**Excerpt provided**
# 1979 Schwinn Suburban in Burgundy Mist



## bikemonkey (Oct 2, 2018)

Model 534 - 24" frame with the five speed FFS setup. Rides like a dreamboat...


----------



## Schwinn499 (Oct 2, 2018)

Gotta love the burbans!


----------



## bikemonkey (Oct 2, 2018)

Schwinn499 said:


> Gotta love the burbans!View attachment 877459



Lime Green? what year?..Generator bonus!


----------



## Schwinn499 (Oct 2, 2018)

bikemonkey said:


> Lime Green? what year?..Generator bonus!



1974, has the one year only thumb shifter and a 5 speed with a chain guard to boot. Sportlight or Super Sport genny setup was my go to on these.


----------



## GTs58 (Oct 2, 2018)

That is just to dang clean! Is it a repop?


----------



## Tim s (Oct 25, 2018)

Beautiful bikes! Tim


----------



## Sven (Oct 29, 2018)

You guy's Suburbans are sweet....very clean.
I bought  this '79 FFS ,Frosty blue suburban at an estate sell fort $22. I really like the Front Freewheel System. It rides nice





Cleaned and tuned up .


----------



## bikemonkey (Oct 30, 2018)

Sven said:


> You guy's Suburbans are sweet....very clean.
> I bought  this '79 FFS ,Frosty blue suburban at an estate sell fort $22. I really like the Front Freewheel System. It rides niceView attachment 891875
> View attachment 891877
> Cleaned and tuned up .



Nice job - I really like that color of blue...$22? I'm doing it wrong


----------



## one-eyed sailor (Dec 17, 2022)

Yeah, me too.


----------



## one-eyed sailor (Dec 17, 2022)

I paid $30 for this.


----------



## schwinnman67 (Dec 18, 2022)

My first brand new Schwinn was a 1980 Sky Blue Suburban.


----------

**Set task**
In the Schwinn Suburban thread, what leads bikemonkey to say "I'm doing it wrong" in reply to Sven? Answer in one to three sentences. The records have nothing to do with the Schwinn Suburban thread.

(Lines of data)
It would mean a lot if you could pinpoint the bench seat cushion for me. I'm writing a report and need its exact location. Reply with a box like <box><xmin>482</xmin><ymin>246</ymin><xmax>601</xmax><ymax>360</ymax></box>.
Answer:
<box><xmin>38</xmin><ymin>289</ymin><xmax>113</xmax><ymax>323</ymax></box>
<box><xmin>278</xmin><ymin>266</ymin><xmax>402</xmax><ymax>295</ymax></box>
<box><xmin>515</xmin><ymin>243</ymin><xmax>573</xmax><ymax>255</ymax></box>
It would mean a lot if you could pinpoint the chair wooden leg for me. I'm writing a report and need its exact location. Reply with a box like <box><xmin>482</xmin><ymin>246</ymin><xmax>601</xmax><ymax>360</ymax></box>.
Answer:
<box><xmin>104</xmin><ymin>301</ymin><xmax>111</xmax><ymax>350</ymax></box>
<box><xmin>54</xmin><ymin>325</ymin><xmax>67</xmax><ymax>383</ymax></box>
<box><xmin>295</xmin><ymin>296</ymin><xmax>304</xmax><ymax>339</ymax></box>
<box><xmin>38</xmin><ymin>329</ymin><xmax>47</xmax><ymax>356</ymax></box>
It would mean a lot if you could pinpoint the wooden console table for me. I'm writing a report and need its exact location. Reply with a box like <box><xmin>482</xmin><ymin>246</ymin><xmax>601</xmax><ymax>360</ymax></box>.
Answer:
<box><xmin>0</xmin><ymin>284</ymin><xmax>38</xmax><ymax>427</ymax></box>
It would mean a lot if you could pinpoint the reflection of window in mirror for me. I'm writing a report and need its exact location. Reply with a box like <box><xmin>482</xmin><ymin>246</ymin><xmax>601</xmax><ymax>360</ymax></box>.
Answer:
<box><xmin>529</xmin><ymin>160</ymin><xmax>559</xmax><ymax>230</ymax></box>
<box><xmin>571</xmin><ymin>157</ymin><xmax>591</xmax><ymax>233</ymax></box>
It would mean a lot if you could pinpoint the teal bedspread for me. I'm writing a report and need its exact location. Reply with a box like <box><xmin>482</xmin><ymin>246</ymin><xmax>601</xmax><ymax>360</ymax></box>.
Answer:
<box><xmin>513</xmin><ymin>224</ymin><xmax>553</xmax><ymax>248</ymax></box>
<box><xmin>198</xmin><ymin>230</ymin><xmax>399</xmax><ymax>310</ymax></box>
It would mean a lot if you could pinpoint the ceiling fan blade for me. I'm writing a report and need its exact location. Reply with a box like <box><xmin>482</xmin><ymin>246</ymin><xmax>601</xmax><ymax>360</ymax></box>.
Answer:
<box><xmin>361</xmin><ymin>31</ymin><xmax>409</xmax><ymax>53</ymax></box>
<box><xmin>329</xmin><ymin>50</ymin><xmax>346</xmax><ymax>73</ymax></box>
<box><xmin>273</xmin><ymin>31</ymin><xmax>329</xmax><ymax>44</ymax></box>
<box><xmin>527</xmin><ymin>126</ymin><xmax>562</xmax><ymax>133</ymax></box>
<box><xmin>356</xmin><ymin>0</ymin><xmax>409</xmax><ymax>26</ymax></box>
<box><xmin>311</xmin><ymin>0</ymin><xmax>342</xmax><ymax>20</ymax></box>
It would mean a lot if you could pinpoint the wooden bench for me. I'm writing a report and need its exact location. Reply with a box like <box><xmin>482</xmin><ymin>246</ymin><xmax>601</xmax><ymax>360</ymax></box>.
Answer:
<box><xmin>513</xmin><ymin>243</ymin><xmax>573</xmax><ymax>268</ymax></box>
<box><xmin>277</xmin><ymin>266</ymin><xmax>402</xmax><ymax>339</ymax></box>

**Worked solution**
Sven says he bought his '79 Frosty blue Suburban at an estate sale for $22. Bikemonkey quotes that post, repeats "$22?" and then says "I'm doing it wrong."